Please pull out each line of the records below that contains the word "fountain". Case counts.

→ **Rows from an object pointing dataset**
┌────────

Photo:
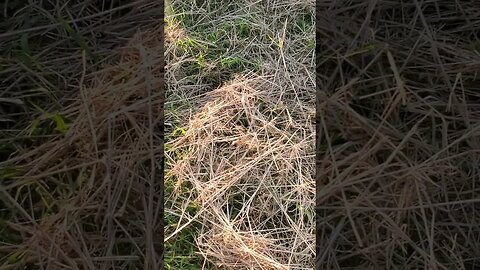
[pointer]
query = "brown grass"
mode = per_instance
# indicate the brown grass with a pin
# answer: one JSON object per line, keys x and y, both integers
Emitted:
{"x": 397, "y": 135}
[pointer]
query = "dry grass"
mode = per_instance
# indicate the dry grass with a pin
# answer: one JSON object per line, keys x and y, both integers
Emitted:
{"x": 249, "y": 161}
{"x": 89, "y": 197}
{"x": 398, "y": 133}
{"x": 242, "y": 171}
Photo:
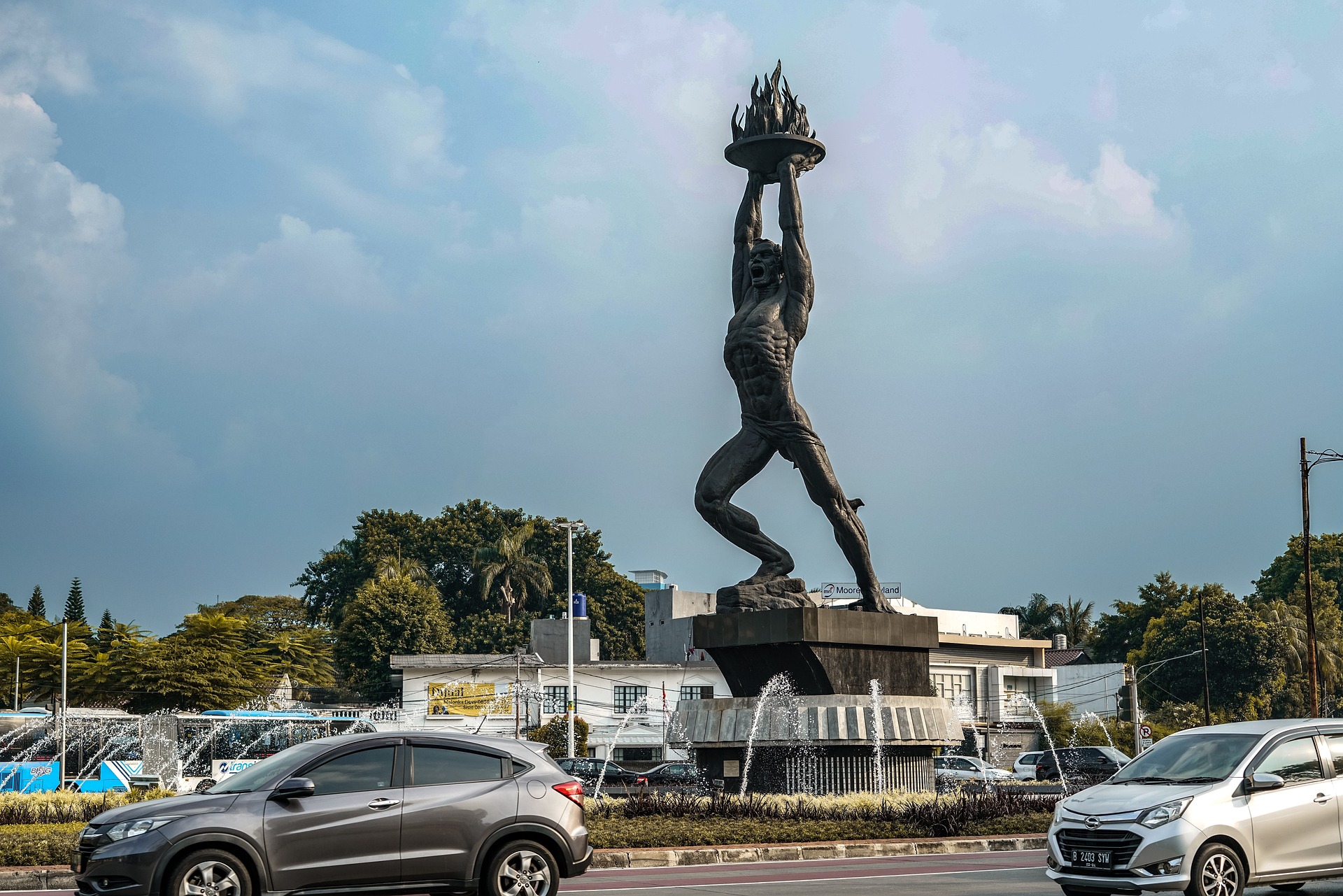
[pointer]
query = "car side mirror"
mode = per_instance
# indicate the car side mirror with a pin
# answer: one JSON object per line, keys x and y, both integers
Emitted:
{"x": 1264, "y": 781}
{"x": 293, "y": 789}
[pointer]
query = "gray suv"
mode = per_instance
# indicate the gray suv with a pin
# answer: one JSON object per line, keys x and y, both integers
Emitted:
{"x": 408, "y": 813}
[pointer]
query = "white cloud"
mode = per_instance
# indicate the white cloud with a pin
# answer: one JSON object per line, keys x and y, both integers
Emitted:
{"x": 31, "y": 54}
{"x": 301, "y": 99}
{"x": 61, "y": 253}
{"x": 1172, "y": 17}
{"x": 300, "y": 266}
{"x": 1106, "y": 99}
{"x": 950, "y": 164}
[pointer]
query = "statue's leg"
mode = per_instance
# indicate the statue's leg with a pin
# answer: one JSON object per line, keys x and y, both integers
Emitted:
{"x": 731, "y": 468}
{"x": 823, "y": 490}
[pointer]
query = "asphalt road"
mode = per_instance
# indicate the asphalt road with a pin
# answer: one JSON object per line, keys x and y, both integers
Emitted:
{"x": 1017, "y": 874}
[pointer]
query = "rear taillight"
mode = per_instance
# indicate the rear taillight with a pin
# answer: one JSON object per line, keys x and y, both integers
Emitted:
{"x": 571, "y": 789}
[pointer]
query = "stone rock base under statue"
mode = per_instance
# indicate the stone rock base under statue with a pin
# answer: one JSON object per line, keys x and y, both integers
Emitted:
{"x": 767, "y": 595}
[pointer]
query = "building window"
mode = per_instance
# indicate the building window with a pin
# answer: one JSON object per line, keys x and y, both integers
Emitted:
{"x": 629, "y": 696}
{"x": 1021, "y": 687}
{"x": 954, "y": 684}
{"x": 555, "y": 699}
{"x": 637, "y": 754}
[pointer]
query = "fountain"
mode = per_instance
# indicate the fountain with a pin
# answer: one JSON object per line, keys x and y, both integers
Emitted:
{"x": 879, "y": 771}
{"x": 639, "y": 707}
{"x": 1023, "y": 700}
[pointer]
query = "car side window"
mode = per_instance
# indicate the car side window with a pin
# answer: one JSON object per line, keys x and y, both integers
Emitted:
{"x": 1293, "y": 760}
{"x": 1337, "y": 754}
{"x": 449, "y": 766}
{"x": 355, "y": 771}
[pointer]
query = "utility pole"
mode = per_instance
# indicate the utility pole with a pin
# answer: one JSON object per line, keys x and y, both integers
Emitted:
{"x": 1309, "y": 601}
{"x": 571, "y": 697}
{"x": 1131, "y": 683}
{"x": 1202, "y": 636}
{"x": 65, "y": 657}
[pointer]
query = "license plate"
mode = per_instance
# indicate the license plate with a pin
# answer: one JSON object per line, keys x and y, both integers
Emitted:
{"x": 1092, "y": 859}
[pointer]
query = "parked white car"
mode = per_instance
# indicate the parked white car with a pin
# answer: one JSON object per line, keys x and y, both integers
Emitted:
{"x": 1025, "y": 766}
{"x": 1209, "y": 811}
{"x": 966, "y": 769}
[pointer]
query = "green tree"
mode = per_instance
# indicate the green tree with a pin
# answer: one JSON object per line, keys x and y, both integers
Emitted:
{"x": 506, "y": 563}
{"x": 74, "y": 604}
{"x": 36, "y": 605}
{"x": 1074, "y": 620}
{"x": 446, "y": 547}
{"x": 1245, "y": 656}
{"x": 1121, "y": 633}
{"x": 386, "y": 617}
{"x": 555, "y": 734}
{"x": 1284, "y": 574}
{"x": 1037, "y": 618}
{"x": 267, "y": 614}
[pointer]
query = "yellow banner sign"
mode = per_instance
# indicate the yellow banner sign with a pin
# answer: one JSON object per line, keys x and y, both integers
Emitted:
{"x": 468, "y": 699}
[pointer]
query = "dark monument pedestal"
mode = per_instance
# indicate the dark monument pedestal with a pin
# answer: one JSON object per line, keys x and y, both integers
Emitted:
{"x": 823, "y": 650}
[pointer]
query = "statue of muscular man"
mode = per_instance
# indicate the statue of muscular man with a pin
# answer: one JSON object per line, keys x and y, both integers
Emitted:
{"x": 772, "y": 297}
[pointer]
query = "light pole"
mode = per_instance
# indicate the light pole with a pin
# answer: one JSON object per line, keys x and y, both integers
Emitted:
{"x": 1312, "y": 661}
{"x": 571, "y": 697}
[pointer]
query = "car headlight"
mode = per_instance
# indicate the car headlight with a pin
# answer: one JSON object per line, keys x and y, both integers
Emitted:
{"x": 138, "y": 827}
{"x": 1158, "y": 816}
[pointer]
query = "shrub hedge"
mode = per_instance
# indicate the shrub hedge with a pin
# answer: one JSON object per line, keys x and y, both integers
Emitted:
{"x": 642, "y": 821}
{"x": 38, "y": 844}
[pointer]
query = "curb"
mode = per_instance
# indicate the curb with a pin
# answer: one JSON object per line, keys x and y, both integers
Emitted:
{"x": 794, "y": 852}
{"x": 49, "y": 878}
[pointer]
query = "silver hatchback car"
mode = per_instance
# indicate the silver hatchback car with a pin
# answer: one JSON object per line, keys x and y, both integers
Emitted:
{"x": 414, "y": 813}
{"x": 1210, "y": 811}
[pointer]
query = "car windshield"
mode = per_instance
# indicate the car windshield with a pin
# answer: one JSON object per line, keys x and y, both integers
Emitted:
{"x": 268, "y": 769}
{"x": 1188, "y": 758}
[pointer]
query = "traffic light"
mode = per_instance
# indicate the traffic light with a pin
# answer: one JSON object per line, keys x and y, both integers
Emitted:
{"x": 1125, "y": 704}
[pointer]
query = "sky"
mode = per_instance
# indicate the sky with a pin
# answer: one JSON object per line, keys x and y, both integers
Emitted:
{"x": 264, "y": 266}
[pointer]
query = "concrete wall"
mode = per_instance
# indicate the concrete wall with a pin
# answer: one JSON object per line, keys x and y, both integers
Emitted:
{"x": 1090, "y": 687}
{"x": 550, "y": 640}
{"x": 668, "y": 616}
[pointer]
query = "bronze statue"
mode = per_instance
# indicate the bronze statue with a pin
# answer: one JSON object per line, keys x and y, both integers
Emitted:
{"x": 772, "y": 297}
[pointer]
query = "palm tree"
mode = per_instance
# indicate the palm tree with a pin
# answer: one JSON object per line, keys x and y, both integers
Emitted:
{"x": 506, "y": 563}
{"x": 395, "y": 567}
{"x": 1074, "y": 620}
{"x": 1037, "y": 618}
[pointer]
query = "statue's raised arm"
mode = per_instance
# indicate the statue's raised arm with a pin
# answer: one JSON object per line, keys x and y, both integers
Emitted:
{"x": 797, "y": 262}
{"x": 746, "y": 232}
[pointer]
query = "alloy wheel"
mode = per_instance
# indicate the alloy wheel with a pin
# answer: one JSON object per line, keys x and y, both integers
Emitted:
{"x": 524, "y": 874}
{"x": 210, "y": 879}
{"x": 1220, "y": 876}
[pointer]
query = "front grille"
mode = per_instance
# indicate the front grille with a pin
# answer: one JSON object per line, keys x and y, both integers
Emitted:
{"x": 1123, "y": 844}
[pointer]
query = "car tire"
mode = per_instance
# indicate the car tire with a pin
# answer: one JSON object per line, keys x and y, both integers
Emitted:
{"x": 1217, "y": 871}
{"x": 516, "y": 860}
{"x": 215, "y": 867}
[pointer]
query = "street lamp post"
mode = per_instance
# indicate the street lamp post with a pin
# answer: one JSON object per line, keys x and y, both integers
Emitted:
{"x": 571, "y": 697}
{"x": 1312, "y": 660}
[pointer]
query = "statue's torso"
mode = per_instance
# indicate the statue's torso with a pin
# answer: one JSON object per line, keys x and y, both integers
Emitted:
{"x": 758, "y": 353}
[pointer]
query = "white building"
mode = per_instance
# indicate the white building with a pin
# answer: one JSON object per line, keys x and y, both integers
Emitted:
{"x": 476, "y": 693}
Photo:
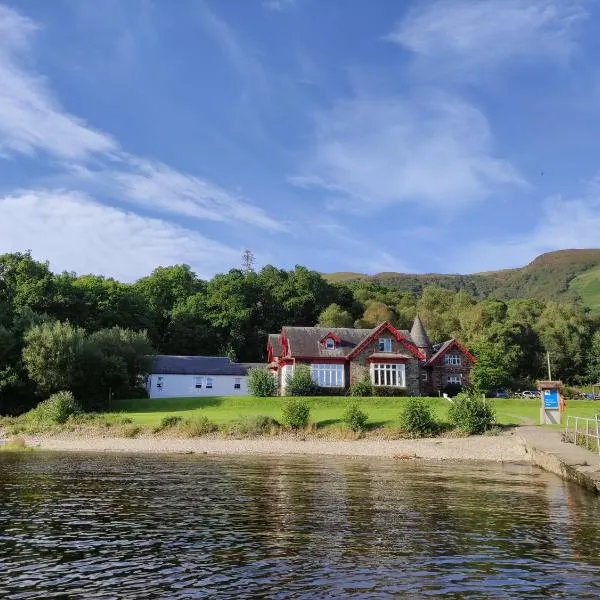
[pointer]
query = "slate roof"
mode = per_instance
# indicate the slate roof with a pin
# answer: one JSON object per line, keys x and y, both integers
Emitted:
{"x": 419, "y": 335}
{"x": 164, "y": 364}
{"x": 305, "y": 341}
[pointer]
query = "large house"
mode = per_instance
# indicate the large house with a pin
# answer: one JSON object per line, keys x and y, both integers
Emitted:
{"x": 185, "y": 376}
{"x": 396, "y": 358}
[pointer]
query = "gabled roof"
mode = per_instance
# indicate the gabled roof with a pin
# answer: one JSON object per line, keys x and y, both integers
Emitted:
{"x": 402, "y": 335}
{"x": 446, "y": 346}
{"x": 419, "y": 335}
{"x": 164, "y": 364}
{"x": 306, "y": 341}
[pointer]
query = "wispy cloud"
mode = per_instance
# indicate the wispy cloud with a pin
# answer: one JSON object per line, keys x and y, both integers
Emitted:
{"x": 32, "y": 121}
{"x": 564, "y": 223}
{"x": 467, "y": 33}
{"x": 74, "y": 232}
{"x": 434, "y": 150}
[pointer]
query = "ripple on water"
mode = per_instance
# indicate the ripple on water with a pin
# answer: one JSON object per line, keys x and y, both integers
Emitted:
{"x": 177, "y": 527}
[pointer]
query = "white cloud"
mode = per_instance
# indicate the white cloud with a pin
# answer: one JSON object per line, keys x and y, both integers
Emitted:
{"x": 476, "y": 33}
{"x": 564, "y": 223}
{"x": 74, "y": 232}
{"x": 435, "y": 150}
{"x": 32, "y": 121}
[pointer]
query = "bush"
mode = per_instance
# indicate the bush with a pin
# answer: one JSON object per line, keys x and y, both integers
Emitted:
{"x": 355, "y": 418}
{"x": 170, "y": 421}
{"x": 417, "y": 418}
{"x": 261, "y": 383}
{"x": 56, "y": 409}
{"x": 362, "y": 388}
{"x": 296, "y": 413}
{"x": 471, "y": 413}
{"x": 254, "y": 426}
{"x": 197, "y": 426}
{"x": 300, "y": 382}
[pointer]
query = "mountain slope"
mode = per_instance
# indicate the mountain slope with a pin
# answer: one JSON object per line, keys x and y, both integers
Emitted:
{"x": 548, "y": 277}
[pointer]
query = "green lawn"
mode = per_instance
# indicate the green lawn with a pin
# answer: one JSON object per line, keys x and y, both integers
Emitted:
{"x": 325, "y": 411}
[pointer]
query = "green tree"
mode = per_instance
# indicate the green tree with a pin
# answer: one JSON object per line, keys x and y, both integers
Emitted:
{"x": 335, "y": 316}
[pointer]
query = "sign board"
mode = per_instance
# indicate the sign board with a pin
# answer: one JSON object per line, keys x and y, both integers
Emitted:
{"x": 550, "y": 398}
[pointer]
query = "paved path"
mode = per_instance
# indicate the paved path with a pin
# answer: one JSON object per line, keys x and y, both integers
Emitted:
{"x": 571, "y": 462}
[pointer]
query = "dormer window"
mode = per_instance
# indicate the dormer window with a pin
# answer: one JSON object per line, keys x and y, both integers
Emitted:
{"x": 384, "y": 345}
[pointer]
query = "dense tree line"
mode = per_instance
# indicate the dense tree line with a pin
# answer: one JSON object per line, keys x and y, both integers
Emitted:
{"x": 107, "y": 327}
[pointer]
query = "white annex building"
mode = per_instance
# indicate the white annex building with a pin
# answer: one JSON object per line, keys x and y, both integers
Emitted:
{"x": 187, "y": 376}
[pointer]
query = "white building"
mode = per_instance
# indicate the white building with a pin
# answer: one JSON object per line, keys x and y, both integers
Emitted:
{"x": 188, "y": 376}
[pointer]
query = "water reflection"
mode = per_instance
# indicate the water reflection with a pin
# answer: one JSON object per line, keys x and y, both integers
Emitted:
{"x": 188, "y": 526}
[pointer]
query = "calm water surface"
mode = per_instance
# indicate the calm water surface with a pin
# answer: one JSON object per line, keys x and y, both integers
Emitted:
{"x": 102, "y": 526}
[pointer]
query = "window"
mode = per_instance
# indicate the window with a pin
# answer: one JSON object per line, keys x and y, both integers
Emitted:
{"x": 392, "y": 375}
{"x": 384, "y": 345}
{"x": 452, "y": 359}
{"x": 328, "y": 375}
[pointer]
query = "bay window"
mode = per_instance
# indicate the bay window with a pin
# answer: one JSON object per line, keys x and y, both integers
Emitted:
{"x": 391, "y": 375}
{"x": 327, "y": 375}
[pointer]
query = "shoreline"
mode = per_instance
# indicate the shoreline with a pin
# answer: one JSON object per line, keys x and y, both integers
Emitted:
{"x": 506, "y": 447}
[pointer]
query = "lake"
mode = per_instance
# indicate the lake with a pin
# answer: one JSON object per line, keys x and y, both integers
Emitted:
{"x": 127, "y": 526}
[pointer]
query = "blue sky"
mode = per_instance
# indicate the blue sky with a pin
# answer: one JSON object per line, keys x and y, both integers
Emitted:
{"x": 445, "y": 136}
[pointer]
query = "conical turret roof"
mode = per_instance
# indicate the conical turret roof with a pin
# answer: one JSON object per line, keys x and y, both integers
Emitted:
{"x": 419, "y": 335}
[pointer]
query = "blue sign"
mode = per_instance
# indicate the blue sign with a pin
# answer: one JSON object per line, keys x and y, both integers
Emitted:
{"x": 550, "y": 399}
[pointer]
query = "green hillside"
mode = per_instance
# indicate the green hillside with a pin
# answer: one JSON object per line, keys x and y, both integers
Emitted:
{"x": 587, "y": 287}
{"x": 548, "y": 277}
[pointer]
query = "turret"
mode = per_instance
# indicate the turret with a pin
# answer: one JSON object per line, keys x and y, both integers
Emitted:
{"x": 419, "y": 337}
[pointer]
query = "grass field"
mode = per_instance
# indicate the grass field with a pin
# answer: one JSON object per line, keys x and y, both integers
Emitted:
{"x": 587, "y": 285}
{"x": 325, "y": 411}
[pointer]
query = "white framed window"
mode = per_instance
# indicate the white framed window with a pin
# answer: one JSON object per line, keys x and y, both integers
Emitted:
{"x": 452, "y": 359}
{"x": 392, "y": 375}
{"x": 325, "y": 375}
{"x": 384, "y": 345}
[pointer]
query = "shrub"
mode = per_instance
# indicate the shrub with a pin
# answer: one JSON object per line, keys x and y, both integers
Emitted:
{"x": 300, "y": 382}
{"x": 170, "y": 421}
{"x": 362, "y": 388}
{"x": 56, "y": 409}
{"x": 296, "y": 413}
{"x": 417, "y": 418}
{"x": 254, "y": 426}
{"x": 471, "y": 413}
{"x": 197, "y": 426}
{"x": 355, "y": 418}
{"x": 261, "y": 383}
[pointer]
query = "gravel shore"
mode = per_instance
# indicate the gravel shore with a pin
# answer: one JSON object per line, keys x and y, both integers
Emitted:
{"x": 500, "y": 448}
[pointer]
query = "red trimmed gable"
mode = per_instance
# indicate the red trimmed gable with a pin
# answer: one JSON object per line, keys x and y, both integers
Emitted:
{"x": 330, "y": 336}
{"x": 387, "y": 326}
{"x": 450, "y": 345}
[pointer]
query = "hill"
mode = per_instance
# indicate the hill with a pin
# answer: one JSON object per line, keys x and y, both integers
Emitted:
{"x": 550, "y": 276}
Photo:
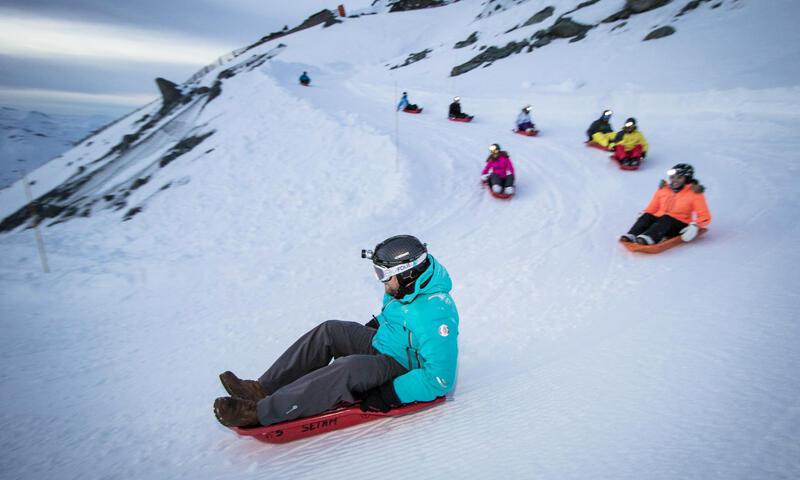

└────────

→ **TASK OUTPUT**
query = "fountain"
# indicate the fountain with a pin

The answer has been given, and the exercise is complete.